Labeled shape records

▼▼▼

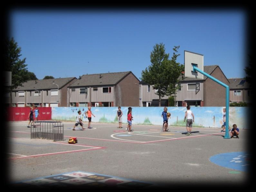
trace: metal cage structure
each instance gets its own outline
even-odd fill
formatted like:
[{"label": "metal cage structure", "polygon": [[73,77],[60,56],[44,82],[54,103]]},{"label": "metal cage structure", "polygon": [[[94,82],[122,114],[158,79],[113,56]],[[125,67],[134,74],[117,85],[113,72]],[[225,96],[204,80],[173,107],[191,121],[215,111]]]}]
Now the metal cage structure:
[{"label": "metal cage structure", "polygon": [[30,129],[30,139],[43,139],[53,141],[64,141],[64,126],[60,121],[33,122]]}]

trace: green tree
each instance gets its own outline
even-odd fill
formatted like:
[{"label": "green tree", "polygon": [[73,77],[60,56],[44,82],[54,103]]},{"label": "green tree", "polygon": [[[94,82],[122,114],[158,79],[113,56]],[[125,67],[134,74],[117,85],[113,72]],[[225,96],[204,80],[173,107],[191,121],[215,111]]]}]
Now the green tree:
[{"label": "green tree", "polygon": [[4,54],[6,63],[5,69],[6,71],[12,72],[12,86],[9,87],[11,93],[10,105],[12,106],[12,92],[18,86],[22,86],[22,83],[26,81],[28,72],[26,68],[27,65],[25,64],[26,58],[22,60],[20,59],[22,55],[20,54],[21,48],[18,46],[17,43],[13,37],[5,40],[5,46]]},{"label": "green tree", "polygon": [[37,80],[38,79],[35,74],[33,72],[28,71],[26,75],[25,79],[26,81],[29,81],[30,80]]},{"label": "green tree", "polygon": [[184,68],[176,62],[179,55],[176,52],[179,48],[179,46],[174,47],[173,49],[175,52],[169,60],[169,54],[166,53],[165,45],[162,43],[156,44],[150,53],[152,64],[141,73],[141,79],[156,89],[156,93],[158,96],[159,106],[163,97],[171,95],[177,88],[175,85]]},{"label": "green tree", "polygon": [[54,78],[52,76],[46,76],[43,78],[43,79],[54,79]]}]

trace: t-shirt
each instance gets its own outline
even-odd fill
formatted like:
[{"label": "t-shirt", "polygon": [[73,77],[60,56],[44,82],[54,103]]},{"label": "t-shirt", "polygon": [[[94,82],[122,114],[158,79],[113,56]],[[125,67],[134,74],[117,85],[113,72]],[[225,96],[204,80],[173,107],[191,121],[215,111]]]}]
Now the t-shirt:
[{"label": "t-shirt", "polygon": [[33,111],[30,110],[30,114],[29,115],[29,116],[30,117],[33,117]]},{"label": "t-shirt", "polygon": [[226,122],[226,112],[223,112],[222,114],[223,115],[223,121],[224,122]]},{"label": "t-shirt", "polygon": [[81,117],[81,116],[82,117],[82,115],[81,114],[80,115],[79,114],[77,115],[76,117],[76,122],[77,123],[80,123],[80,120],[79,120],[79,119],[81,119],[81,120],[82,120],[82,117]]},{"label": "t-shirt", "polygon": [[163,118],[164,119],[164,121],[166,121],[168,120],[167,118],[167,112],[164,111],[162,112],[162,115],[163,115]]},{"label": "t-shirt", "polygon": [[192,116],[192,111],[190,110],[187,111],[187,119],[193,119],[193,116]]},{"label": "t-shirt", "polygon": [[38,113],[39,113],[39,110],[37,109],[35,109],[35,115],[36,116],[38,115]]},{"label": "t-shirt", "polygon": [[[232,130],[231,130],[231,131],[232,132],[234,131],[234,130],[235,130],[235,129],[234,129],[234,128],[233,128],[233,129],[232,129]],[[239,132],[239,129],[237,127],[237,128],[236,128],[236,131],[237,131],[238,132]]]},{"label": "t-shirt", "polygon": [[88,110],[87,111],[87,117],[91,117],[91,111]]},{"label": "t-shirt", "polygon": [[127,120],[128,121],[132,120],[132,114],[130,113],[129,113],[127,115]]}]

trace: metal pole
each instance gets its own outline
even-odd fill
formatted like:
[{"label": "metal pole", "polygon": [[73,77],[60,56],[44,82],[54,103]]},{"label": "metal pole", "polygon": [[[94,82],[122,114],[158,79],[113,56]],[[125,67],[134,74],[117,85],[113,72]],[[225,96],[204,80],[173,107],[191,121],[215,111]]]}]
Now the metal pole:
[{"label": "metal pole", "polygon": [[201,74],[203,74],[204,75],[209,78],[212,80],[226,88],[226,132],[224,139],[230,139],[229,135],[228,134],[229,117],[229,87],[213,76],[199,69],[196,67],[195,65],[193,65],[193,71],[194,72],[195,72],[196,71],[198,71]]}]

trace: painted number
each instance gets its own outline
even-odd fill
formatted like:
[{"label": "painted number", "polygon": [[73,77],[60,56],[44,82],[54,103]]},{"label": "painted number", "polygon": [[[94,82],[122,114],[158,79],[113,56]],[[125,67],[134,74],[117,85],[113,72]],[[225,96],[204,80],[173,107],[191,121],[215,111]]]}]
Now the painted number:
[{"label": "painted number", "polygon": [[60,179],[60,180],[62,180],[62,179],[68,179],[67,177],[55,177],[53,178],[54,179]]},{"label": "painted number", "polygon": [[71,173],[71,175],[78,175],[80,176],[80,177],[85,177],[86,176],[87,176],[87,175],[84,175],[83,174],[81,174],[81,173]]},{"label": "painted number", "polygon": [[93,175],[89,176],[88,177],[88,178],[93,178],[96,179],[104,179],[104,178],[105,178],[105,177],[97,177],[97,176],[93,176]]}]

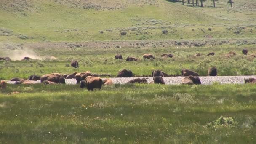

▲▲▲

### STATED EXERCISE
Update the lines running from the line with "trace: green tree" up to and including the line with "Now the green". Replace "outline" with "boundary", keep everything else the same, and return only those lines.

### SOLUTION TO THE PROBLEM
trace: green tree
each instance gets its own boundary
even-odd fill
formatted like:
[{"label": "green tree", "polygon": [[73,77],[60,56],[44,82],[54,103]]},{"label": "green tree", "polygon": [[[94,82],[122,114],[158,79],[113,56]],[[125,67],[134,74],[117,85],[113,72]],[[225,96],[204,80],[173,107],[191,121],[215,111]]]}]
Now the green tree:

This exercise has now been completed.